### Records provided
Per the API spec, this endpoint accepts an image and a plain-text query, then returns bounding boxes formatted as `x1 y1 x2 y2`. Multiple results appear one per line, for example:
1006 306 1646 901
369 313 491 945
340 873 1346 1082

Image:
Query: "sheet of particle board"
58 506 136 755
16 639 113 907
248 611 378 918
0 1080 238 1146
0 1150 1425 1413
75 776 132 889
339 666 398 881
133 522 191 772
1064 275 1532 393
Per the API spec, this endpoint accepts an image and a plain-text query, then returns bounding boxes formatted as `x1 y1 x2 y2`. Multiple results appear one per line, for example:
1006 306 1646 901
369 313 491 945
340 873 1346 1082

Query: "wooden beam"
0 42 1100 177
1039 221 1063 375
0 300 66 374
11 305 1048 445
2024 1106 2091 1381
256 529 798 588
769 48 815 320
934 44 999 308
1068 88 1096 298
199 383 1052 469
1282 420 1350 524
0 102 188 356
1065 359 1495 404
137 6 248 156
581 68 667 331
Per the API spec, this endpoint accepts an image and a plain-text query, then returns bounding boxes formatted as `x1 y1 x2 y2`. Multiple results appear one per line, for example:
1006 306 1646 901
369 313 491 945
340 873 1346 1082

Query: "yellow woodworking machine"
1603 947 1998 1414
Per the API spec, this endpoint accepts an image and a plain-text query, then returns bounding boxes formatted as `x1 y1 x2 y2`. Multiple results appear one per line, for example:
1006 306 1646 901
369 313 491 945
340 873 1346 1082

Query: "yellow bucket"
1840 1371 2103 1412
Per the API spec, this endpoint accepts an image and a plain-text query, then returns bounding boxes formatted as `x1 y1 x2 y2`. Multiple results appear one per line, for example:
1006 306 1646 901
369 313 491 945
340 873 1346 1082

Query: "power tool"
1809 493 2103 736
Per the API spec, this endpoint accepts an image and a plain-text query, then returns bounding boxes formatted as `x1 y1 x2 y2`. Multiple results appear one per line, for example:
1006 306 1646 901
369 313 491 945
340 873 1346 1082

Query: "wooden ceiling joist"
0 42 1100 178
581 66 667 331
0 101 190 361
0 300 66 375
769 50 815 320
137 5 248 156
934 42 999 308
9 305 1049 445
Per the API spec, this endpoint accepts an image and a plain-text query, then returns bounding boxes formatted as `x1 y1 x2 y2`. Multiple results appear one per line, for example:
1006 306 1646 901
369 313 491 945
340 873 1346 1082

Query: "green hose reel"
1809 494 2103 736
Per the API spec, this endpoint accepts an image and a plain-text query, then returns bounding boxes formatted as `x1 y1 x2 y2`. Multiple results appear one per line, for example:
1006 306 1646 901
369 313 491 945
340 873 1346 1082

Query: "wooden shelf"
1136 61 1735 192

### Work item
An exact transcription of all the material above is the expected answer.

### Written reply
Per the API spec, this endpoint accepts an image and a plain-text query, then returns bounding boxes formatted as `x1 y1 x2 y2`. Multiple results appear one per line, for example:
1006 306 1646 901
369 313 491 945
340 873 1346 1082

Image:
Query: "sheet of particle board"
58 506 136 755
16 639 113 907
248 611 378 918
0 1080 238 1146
0 1150 1425 1413
75 776 132 889
339 666 398 881
133 522 191 772
1064 275 1532 393
Per the API spec, this endpoint accepts an image and a plain-text query, then returns bounding boxes formatted as `x1 y1 x2 y2`. Multiple results appear one per line, for example:
1006 306 1646 901
369 313 491 945
340 873 1346 1082

Query: "wooden beam"
0 42 1100 177
1039 221 1063 375
0 300 66 374
11 305 1048 445
2024 1106 2091 1381
256 529 798 588
769 48 815 320
934 44 999 308
1068 88 1096 298
199 383 1052 469
1282 420 1350 524
0 102 188 356
1065 359 1495 404
137 6 248 156
581 68 667 331
Per the API spec, this endpoint accepts an image and a plain-text query, then returns bounding boxes formatted as `x1 y1 x2 y2`. Multiple results appear one per line, for example:
1006 306 1646 901
369 313 491 945
340 873 1346 1082

Query: "yellow woodworking machine"
1603 947 1998 1414
Per the API spec, this endpoint accepts an image and a plain-text query, then returns bounding boxes formatted as `x1 y1 x2 y2`. Multiple results appear one per line, for example:
1006 306 1646 901
369 313 491 945
340 873 1346 1082

Query: "yellow bucket"
1840 1371 2103 1412
Per the API spec, this endpoint accepts an image and a plain-text query, then returns bounding boxes formatted as `x1 y1 x2 y2`. Multiple results appear one per line, for example:
1006 306 1646 901
369 313 491 945
340 873 1346 1082

Query: "power tool"
1809 493 2103 736
Per the API spec, this endpoint accepts an image and a plain-text query, then returns bounding boxes formatted as `x1 y1 x2 y2`. Multiple results appear one per line, for example:
1006 306 1646 901
369 313 491 945
340 873 1346 1082

Query: "wooden ceiling joist"
0 42 1100 178
581 66 667 331
0 101 190 361
0 300 66 375
769 50 815 320
137 5 248 156
934 42 999 308
9 305 1049 445
Per the API spec, this endpoint accepts an image and a plain-text query, then returns bounding boxes formatted as `x1 y1 x2 y2`. Multiple results appear one per line, for example:
1006 306 1646 901
369 313 491 945
340 873 1346 1082

Query: "green hose reel"
1809 494 2103 736
Per the API spec, this endpoint accepts an image and a plain-text query, then returns bounding boxes formatted as `x1 y1 x2 y2`. Multiple results appear one per line, for example:
1006 306 1646 901
369 313 491 945
340 873 1346 1082

Query: "wooden shelf"
1136 61 1735 192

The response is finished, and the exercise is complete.